### Cosa fare
Per favore, riscrivi le voci dall'inizio fino alla riga che contiene "point(211, 201)", compresa, sostituendo "cabinet foot" con "cabinet base" e lasciando invariato tutto il resto. Ometti le immagini nella risposta.

### Materiale fornito
----
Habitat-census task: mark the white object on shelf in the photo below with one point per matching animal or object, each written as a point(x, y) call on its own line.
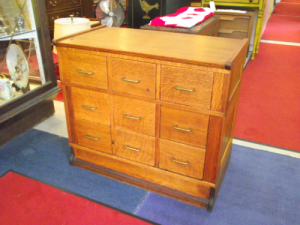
point(67, 26)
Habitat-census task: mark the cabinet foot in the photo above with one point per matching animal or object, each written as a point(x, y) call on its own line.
point(211, 201)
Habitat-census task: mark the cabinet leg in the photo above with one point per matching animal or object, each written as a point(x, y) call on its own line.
point(72, 156)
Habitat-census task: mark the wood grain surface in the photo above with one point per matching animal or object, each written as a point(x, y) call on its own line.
point(144, 112)
point(199, 81)
point(140, 77)
point(91, 105)
point(198, 123)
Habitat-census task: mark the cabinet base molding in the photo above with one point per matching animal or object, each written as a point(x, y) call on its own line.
point(206, 203)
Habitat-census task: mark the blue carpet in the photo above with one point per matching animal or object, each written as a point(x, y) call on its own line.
point(45, 157)
point(259, 188)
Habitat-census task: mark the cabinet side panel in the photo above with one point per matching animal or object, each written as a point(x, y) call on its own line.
point(211, 165)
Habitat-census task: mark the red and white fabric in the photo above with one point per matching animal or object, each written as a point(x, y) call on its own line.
point(185, 17)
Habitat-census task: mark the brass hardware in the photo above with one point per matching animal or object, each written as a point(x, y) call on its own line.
point(184, 163)
point(132, 118)
point(90, 108)
point(133, 149)
point(132, 81)
point(92, 138)
point(88, 73)
point(183, 89)
point(72, 16)
point(177, 128)
point(53, 4)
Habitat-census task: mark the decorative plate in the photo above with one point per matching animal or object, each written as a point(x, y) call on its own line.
point(17, 66)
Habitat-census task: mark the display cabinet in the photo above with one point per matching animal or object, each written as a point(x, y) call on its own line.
point(27, 83)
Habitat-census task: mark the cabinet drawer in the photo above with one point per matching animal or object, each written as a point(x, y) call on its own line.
point(236, 34)
point(234, 22)
point(183, 159)
point(93, 135)
point(91, 105)
point(134, 115)
point(132, 77)
point(135, 147)
point(60, 4)
point(87, 69)
point(184, 127)
point(186, 86)
point(62, 14)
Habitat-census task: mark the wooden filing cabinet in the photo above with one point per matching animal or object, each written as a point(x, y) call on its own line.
point(145, 112)
point(56, 9)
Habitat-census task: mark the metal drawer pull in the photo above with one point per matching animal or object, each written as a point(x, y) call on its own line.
point(89, 73)
point(90, 108)
point(92, 138)
point(177, 128)
point(53, 4)
point(132, 81)
point(132, 118)
point(183, 89)
point(173, 159)
point(133, 149)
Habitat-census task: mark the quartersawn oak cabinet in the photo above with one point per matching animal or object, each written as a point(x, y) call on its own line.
point(153, 109)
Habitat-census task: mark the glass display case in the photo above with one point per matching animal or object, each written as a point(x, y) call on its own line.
point(27, 77)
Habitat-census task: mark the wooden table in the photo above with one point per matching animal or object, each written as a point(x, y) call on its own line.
point(246, 5)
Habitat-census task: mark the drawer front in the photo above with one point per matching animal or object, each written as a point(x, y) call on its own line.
point(135, 147)
point(186, 86)
point(132, 77)
point(184, 127)
point(93, 135)
point(234, 22)
point(91, 105)
point(181, 159)
point(87, 69)
point(60, 4)
point(62, 14)
point(134, 115)
point(236, 34)
point(234, 2)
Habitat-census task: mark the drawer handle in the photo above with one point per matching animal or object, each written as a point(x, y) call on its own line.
point(132, 118)
point(53, 4)
point(90, 108)
point(92, 138)
point(132, 81)
point(184, 163)
point(54, 18)
point(88, 73)
point(177, 128)
point(133, 149)
point(183, 89)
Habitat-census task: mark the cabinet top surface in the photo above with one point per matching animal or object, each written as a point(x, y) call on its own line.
point(196, 49)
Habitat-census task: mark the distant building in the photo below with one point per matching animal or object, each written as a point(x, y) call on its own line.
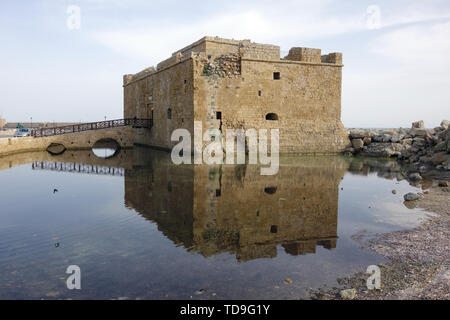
point(232, 84)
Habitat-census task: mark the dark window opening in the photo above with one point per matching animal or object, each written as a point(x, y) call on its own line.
point(270, 190)
point(271, 116)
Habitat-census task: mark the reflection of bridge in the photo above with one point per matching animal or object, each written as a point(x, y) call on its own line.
point(135, 123)
point(74, 167)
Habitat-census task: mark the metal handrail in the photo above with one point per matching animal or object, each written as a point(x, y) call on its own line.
point(134, 122)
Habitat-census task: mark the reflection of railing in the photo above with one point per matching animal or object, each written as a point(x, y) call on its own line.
point(78, 168)
point(134, 122)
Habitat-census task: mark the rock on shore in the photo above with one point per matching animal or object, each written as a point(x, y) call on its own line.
point(421, 148)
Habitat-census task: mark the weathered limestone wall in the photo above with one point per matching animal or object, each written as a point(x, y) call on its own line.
point(306, 99)
point(169, 90)
point(236, 78)
point(79, 140)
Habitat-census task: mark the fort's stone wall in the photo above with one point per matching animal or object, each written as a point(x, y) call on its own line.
point(166, 96)
point(231, 84)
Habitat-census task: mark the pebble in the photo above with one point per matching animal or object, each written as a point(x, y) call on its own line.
point(411, 196)
point(288, 280)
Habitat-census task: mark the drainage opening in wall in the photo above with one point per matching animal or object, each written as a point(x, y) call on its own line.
point(271, 116)
point(270, 190)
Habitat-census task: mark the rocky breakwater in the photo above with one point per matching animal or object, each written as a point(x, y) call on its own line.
point(420, 148)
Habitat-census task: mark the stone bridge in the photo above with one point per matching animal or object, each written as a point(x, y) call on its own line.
point(124, 136)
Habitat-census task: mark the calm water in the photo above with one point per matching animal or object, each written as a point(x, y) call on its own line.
point(142, 228)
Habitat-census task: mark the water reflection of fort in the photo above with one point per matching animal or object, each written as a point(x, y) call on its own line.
point(220, 209)
point(217, 209)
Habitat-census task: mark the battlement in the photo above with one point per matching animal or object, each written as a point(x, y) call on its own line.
point(214, 47)
point(313, 56)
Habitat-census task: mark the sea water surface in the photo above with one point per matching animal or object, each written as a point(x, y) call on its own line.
point(140, 227)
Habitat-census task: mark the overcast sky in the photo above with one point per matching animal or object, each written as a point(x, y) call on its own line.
point(396, 53)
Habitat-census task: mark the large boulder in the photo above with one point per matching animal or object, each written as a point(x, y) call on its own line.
point(358, 133)
point(418, 124)
point(445, 124)
point(380, 149)
point(357, 143)
point(439, 158)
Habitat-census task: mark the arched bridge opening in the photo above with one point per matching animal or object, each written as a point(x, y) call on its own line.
point(106, 148)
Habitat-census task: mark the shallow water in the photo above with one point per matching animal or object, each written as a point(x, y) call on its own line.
point(140, 227)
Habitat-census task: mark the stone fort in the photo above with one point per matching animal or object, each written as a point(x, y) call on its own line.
point(238, 84)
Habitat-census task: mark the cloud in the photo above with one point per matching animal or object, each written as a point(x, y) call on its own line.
point(427, 44)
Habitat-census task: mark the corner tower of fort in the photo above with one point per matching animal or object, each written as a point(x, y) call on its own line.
point(231, 84)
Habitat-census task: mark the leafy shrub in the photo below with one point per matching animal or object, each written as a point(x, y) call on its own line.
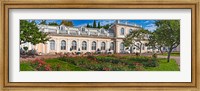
point(40, 65)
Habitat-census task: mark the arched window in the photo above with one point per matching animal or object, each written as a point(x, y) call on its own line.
point(103, 46)
point(63, 45)
point(52, 45)
point(121, 46)
point(112, 46)
point(74, 45)
point(62, 28)
point(122, 31)
point(94, 44)
point(84, 45)
point(130, 30)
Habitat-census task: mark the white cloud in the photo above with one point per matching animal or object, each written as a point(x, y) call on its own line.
point(150, 27)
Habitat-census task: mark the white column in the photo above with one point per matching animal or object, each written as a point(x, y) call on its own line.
point(29, 46)
point(107, 45)
point(43, 48)
point(57, 45)
point(89, 46)
point(68, 45)
point(117, 46)
point(98, 44)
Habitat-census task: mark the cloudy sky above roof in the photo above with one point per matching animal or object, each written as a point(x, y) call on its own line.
point(146, 24)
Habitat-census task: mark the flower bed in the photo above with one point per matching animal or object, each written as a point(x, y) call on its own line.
point(92, 63)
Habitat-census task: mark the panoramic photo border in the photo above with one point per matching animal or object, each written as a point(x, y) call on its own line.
point(7, 84)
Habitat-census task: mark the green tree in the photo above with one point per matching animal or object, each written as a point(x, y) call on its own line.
point(94, 24)
point(155, 41)
point(135, 38)
point(168, 32)
point(67, 23)
point(43, 22)
point(99, 26)
point(53, 24)
point(29, 32)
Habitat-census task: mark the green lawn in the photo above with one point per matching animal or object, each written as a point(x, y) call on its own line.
point(164, 66)
point(172, 54)
point(101, 63)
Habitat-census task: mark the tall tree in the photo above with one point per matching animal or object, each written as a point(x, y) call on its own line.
point(43, 22)
point(67, 23)
point(135, 38)
point(94, 24)
point(156, 41)
point(168, 31)
point(99, 26)
point(29, 32)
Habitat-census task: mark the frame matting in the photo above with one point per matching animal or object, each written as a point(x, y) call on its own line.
point(110, 4)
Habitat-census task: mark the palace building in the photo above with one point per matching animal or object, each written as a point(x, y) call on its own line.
point(73, 39)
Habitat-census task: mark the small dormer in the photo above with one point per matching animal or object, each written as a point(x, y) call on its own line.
point(62, 27)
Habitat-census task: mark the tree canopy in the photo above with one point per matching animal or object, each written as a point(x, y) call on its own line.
point(168, 34)
point(29, 32)
point(135, 38)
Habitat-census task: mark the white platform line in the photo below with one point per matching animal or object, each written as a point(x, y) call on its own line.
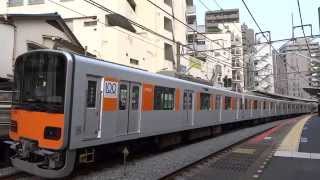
point(293, 154)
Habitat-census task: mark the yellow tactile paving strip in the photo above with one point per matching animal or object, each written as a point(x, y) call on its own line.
point(292, 140)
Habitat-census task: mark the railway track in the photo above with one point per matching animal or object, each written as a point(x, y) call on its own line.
point(238, 161)
point(7, 173)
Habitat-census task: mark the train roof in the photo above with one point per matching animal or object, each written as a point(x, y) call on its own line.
point(164, 77)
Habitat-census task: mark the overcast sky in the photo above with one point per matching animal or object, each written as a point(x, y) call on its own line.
point(272, 15)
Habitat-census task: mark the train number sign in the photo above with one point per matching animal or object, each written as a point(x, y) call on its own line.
point(110, 89)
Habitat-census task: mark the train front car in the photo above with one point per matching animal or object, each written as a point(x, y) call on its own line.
point(40, 114)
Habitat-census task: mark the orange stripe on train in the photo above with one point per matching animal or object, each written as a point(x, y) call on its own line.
point(31, 126)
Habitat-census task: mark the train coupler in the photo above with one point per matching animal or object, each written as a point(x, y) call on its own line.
point(87, 156)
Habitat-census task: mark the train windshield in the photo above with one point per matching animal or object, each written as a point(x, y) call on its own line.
point(40, 80)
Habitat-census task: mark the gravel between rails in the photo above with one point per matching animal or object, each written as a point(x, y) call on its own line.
point(8, 171)
point(163, 164)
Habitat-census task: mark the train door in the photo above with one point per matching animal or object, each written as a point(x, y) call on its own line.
point(129, 108)
point(188, 107)
point(134, 108)
point(92, 122)
point(123, 114)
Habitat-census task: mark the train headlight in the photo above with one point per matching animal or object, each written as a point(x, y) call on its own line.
point(52, 133)
point(13, 126)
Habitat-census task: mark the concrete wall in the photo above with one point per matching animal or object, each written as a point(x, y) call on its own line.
point(7, 50)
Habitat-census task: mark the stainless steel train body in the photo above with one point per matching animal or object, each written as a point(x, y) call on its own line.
point(91, 102)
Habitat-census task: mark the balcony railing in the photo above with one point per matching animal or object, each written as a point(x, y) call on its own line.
point(191, 10)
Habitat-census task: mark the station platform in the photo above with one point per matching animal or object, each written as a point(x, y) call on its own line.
point(288, 151)
point(302, 160)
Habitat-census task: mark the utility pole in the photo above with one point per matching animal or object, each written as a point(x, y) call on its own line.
point(178, 57)
point(319, 17)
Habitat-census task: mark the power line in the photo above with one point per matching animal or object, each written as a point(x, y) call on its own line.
point(145, 28)
point(83, 15)
point(255, 21)
point(212, 59)
point(186, 25)
point(304, 34)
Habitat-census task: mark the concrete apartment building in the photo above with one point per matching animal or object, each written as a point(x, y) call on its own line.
point(263, 64)
point(228, 22)
point(214, 63)
point(294, 71)
point(112, 37)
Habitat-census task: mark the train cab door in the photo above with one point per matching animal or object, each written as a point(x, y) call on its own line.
point(134, 108)
point(92, 122)
point(188, 107)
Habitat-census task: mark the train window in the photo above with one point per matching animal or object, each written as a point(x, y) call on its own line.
point(123, 96)
point(255, 104)
point(227, 103)
point(135, 97)
point(205, 101)
point(91, 94)
point(218, 102)
point(246, 104)
point(163, 98)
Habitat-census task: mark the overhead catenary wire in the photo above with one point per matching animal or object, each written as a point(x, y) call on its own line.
point(302, 26)
point(145, 28)
point(263, 34)
point(188, 26)
point(210, 59)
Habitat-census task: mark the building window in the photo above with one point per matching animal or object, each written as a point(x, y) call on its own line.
point(167, 24)
point(227, 103)
point(33, 2)
point(14, 3)
point(134, 61)
point(168, 52)
point(205, 101)
point(168, 2)
point(132, 4)
point(163, 98)
point(90, 23)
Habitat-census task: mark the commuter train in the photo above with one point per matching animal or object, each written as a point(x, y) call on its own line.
point(67, 103)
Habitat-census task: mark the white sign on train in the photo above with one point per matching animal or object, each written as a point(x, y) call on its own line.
point(110, 89)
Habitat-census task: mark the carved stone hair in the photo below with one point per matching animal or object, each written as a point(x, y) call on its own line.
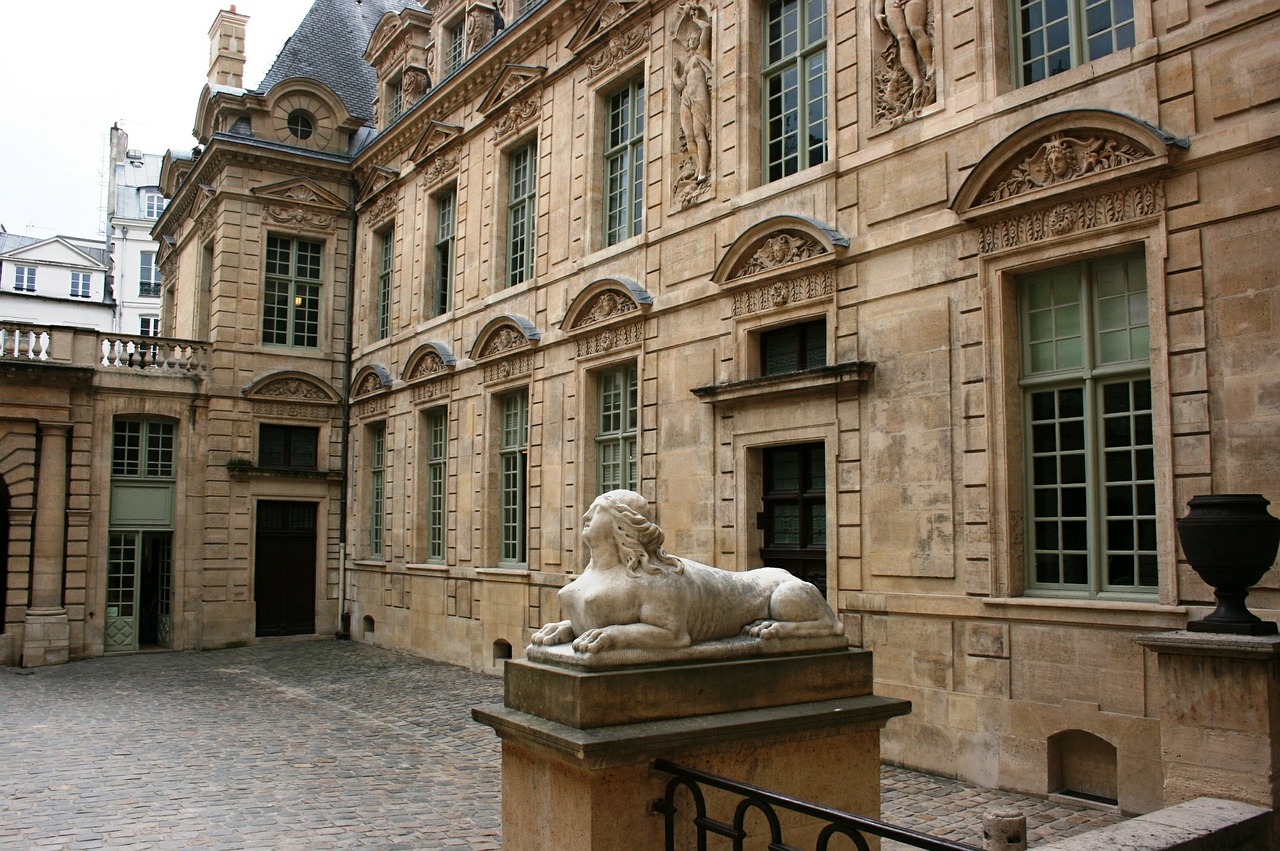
point(639, 539)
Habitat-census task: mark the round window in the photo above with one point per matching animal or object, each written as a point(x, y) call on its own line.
point(301, 124)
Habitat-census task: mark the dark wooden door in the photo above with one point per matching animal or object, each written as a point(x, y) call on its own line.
point(284, 568)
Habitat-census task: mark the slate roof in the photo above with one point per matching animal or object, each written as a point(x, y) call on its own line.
point(329, 46)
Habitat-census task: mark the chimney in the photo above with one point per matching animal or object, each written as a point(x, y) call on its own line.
point(227, 49)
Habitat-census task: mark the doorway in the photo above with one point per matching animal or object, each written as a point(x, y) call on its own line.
point(284, 568)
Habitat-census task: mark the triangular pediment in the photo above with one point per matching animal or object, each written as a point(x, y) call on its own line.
point(437, 136)
point(511, 81)
point(603, 17)
point(297, 191)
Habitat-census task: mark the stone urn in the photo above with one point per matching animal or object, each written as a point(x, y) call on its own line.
point(1230, 541)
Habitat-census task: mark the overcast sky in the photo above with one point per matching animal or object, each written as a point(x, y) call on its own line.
point(72, 68)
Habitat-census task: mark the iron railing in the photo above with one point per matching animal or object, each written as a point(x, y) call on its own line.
point(767, 804)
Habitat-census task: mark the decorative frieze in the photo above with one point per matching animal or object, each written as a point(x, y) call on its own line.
point(609, 339)
point(819, 284)
point(1064, 158)
point(1072, 216)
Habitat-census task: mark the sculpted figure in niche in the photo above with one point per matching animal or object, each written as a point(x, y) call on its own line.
point(634, 594)
point(693, 83)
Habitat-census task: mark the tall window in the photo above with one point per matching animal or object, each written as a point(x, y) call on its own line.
point(1056, 35)
point(624, 165)
point(142, 448)
point(521, 211)
point(149, 275)
point(81, 284)
point(795, 511)
point(1091, 457)
point(383, 306)
point(291, 296)
point(446, 225)
point(513, 465)
point(437, 447)
point(376, 488)
point(616, 430)
point(795, 86)
point(24, 279)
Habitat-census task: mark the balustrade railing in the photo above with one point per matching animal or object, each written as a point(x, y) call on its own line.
point(855, 828)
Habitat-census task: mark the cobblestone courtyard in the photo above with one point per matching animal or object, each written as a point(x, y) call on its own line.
point(306, 745)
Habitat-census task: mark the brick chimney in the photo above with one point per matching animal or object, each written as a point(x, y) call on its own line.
point(227, 49)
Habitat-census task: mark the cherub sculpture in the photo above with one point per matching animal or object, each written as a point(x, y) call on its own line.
point(634, 594)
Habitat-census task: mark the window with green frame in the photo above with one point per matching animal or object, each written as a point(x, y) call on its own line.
point(437, 449)
point(616, 429)
point(512, 475)
point(291, 293)
point(1091, 488)
point(376, 489)
point(795, 86)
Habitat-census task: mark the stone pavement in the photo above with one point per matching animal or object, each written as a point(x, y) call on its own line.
point(314, 744)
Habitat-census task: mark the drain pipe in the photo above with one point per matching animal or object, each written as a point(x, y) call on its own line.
point(343, 507)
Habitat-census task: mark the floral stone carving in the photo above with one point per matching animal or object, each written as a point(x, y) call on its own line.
point(635, 595)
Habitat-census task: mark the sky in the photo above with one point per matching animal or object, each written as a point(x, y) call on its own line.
point(72, 68)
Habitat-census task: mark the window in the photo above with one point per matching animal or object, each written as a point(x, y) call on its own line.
point(521, 184)
point(624, 165)
point(616, 430)
point(81, 284)
point(795, 86)
point(149, 275)
point(455, 40)
point(794, 348)
point(795, 511)
point(142, 448)
point(1056, 35)
point(152, 205)
point(291, 297)
point(287, 447)
point(383, 307)
point(437, 445)
point(513, 460)
point(376, 489)
point(442, 291)
point(1089, 449)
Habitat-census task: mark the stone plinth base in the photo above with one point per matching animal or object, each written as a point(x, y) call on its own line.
point(589, 785)
point(1219, 715)
point(46, 637)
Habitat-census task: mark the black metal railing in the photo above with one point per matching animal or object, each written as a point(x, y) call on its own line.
point(767, 804)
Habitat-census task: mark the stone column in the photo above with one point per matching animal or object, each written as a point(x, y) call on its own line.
point(46, 636)
point(577, 746)
point(1220, 717)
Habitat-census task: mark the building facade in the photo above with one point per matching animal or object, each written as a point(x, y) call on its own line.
point(947, 310)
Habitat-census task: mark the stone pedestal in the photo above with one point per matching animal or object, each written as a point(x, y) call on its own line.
point(46, 637)
point(577, 745)
point(1220, 717)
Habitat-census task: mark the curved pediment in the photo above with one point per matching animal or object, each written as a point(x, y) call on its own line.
point(429, 361)
point(291, 387)
point(369, 380)
point(778, 246)
point(1059, 152)
point(604, 301)
point(502, 335)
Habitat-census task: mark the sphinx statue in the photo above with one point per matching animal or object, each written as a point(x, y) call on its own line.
point(635, 595)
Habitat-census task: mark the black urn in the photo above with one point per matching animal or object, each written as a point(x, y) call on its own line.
point(1230, 540)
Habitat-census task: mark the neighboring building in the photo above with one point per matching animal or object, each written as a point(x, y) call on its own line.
point(135, 202)
point(949, 311)
point(56, 280)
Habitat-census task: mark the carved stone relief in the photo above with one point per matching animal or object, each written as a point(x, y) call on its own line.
point(904, 68)
point(1064, 158)
point(1072, 216)
point(693, 78)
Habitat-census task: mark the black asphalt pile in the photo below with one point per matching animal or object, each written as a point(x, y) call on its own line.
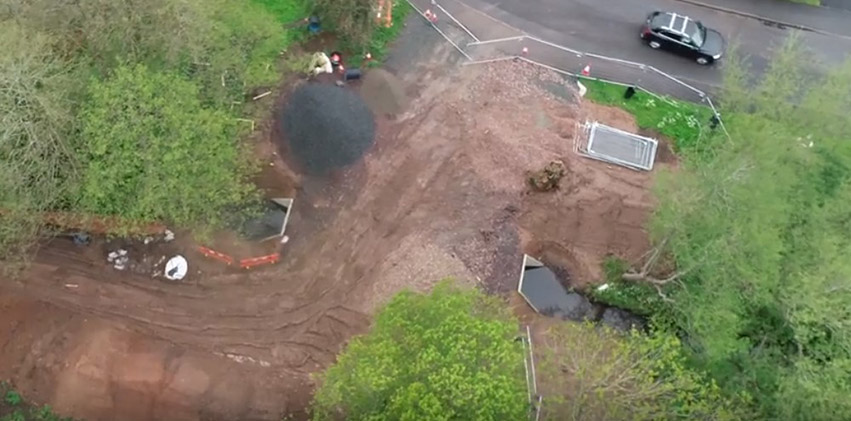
----
### Risultato dell'esercizio
Habitat-census task: mark the white object on shelf in the photo below with one point per matching animal or object, each written as a point(x, y) call on its own line.
point(67, 26)
Habitat-census task: mark the cabinet base in the photo above with one point per matching animal or object, each written as a point(x, y) call on its own line.
point(211, 201)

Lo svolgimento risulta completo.